— Document passage —
□ □ □ □ □ □ □
Islamic Beliefs Regarding Pregnancy
Muslims believe that carrying, and then raising, a child is one of the greatest gifts Allah can bestow upon a woman. Mothers are traditionally esteemed by Muslim societies, and the Quran itself reflects that importance: “We have enjoined on man, kindness to his parents. In pain did his mother bear him, and in pain did she give him birth” (Surah Al Ahqaf 46:15). Some Muslims believe a pregnant woman’s nutritional habits, physicality and psychological state can have enormous influences on a child developing in her womb, according to the Ahlul Bayt Digital Islamic Library Project. Islam also teaches that a pregnant woman’s husband should be deeply involved in her care, ensuring that she receives proper nutrition and providing the medical care and facilities needed for an easy delivery.
□ □ □ □ □ □ □
Recorded data
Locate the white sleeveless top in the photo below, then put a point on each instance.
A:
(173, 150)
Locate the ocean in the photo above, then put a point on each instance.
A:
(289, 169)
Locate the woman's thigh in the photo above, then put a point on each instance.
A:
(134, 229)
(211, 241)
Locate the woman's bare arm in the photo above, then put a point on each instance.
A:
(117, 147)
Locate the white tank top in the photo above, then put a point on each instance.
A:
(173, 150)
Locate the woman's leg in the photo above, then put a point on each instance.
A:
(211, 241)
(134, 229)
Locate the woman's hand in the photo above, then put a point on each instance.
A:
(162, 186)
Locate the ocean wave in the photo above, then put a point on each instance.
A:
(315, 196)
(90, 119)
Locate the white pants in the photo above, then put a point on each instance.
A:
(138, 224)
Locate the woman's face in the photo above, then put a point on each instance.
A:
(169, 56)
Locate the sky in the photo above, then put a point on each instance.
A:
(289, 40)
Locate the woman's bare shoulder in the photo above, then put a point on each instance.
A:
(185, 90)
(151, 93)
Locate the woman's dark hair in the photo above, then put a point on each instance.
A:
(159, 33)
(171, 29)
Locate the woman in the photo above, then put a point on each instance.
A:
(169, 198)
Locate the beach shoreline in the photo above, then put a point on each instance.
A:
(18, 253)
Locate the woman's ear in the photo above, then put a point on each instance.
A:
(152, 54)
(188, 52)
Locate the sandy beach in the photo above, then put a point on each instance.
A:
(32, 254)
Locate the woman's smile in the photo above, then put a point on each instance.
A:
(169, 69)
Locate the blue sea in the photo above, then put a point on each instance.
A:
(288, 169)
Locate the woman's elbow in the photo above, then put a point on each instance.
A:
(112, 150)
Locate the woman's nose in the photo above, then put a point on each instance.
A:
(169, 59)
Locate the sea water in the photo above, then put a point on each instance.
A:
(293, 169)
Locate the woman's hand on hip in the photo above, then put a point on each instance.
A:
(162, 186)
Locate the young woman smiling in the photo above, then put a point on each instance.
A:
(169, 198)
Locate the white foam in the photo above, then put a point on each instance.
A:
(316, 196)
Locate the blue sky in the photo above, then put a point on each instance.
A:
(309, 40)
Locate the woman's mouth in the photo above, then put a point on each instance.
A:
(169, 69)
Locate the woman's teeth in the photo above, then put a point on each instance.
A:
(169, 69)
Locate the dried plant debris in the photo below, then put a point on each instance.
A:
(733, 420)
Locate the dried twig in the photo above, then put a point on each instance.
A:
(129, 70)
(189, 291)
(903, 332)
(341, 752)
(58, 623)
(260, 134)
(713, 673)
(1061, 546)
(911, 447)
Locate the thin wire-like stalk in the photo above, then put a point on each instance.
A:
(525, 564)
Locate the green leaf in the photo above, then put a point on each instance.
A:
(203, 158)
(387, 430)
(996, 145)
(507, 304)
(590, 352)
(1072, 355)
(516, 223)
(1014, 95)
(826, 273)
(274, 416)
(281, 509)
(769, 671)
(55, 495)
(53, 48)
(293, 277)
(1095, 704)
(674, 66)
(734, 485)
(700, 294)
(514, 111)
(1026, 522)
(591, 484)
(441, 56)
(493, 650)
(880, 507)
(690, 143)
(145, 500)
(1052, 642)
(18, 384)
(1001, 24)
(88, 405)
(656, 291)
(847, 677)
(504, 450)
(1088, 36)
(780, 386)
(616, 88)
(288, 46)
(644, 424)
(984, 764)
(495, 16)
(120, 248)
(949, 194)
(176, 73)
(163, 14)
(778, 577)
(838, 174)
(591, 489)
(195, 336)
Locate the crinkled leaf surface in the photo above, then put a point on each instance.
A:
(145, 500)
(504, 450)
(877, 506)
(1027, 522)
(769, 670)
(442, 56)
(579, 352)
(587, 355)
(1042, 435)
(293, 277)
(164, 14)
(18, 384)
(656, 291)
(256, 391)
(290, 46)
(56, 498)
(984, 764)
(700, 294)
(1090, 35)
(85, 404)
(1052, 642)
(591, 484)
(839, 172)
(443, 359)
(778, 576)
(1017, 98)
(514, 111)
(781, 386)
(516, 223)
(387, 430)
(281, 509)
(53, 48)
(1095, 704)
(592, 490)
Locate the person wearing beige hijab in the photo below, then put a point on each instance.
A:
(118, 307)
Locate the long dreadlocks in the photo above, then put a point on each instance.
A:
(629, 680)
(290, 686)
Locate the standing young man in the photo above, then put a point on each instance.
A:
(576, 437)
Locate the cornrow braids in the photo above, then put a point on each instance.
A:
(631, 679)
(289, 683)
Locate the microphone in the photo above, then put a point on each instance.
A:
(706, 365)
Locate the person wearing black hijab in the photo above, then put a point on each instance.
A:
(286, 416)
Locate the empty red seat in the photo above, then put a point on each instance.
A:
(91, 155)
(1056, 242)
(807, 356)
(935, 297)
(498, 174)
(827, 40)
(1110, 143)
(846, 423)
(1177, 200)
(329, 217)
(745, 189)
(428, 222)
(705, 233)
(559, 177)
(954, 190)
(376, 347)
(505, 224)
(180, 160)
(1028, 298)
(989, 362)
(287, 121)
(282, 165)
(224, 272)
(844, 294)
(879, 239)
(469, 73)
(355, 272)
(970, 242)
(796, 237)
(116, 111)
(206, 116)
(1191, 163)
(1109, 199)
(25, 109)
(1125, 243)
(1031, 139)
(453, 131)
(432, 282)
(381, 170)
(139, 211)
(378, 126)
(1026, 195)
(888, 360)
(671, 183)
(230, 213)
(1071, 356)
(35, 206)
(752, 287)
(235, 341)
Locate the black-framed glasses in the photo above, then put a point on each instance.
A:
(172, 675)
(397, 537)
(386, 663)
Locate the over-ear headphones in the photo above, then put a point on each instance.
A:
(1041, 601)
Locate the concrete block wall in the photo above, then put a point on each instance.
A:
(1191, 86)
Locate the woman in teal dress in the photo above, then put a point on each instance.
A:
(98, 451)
□ □ □ □ □ □ □
— Task —
In the passage on Islamic beliefs about pregnancy, what does the text point to as showing that the Quran reflects the esteem given to mothers? Answer in one to three sentences.

— Task solution —
The text quotes Surah Al Ahqaf 46:15, which tells man to be kind to his parents and says his mother bore him in pain and gave birth to him in pain.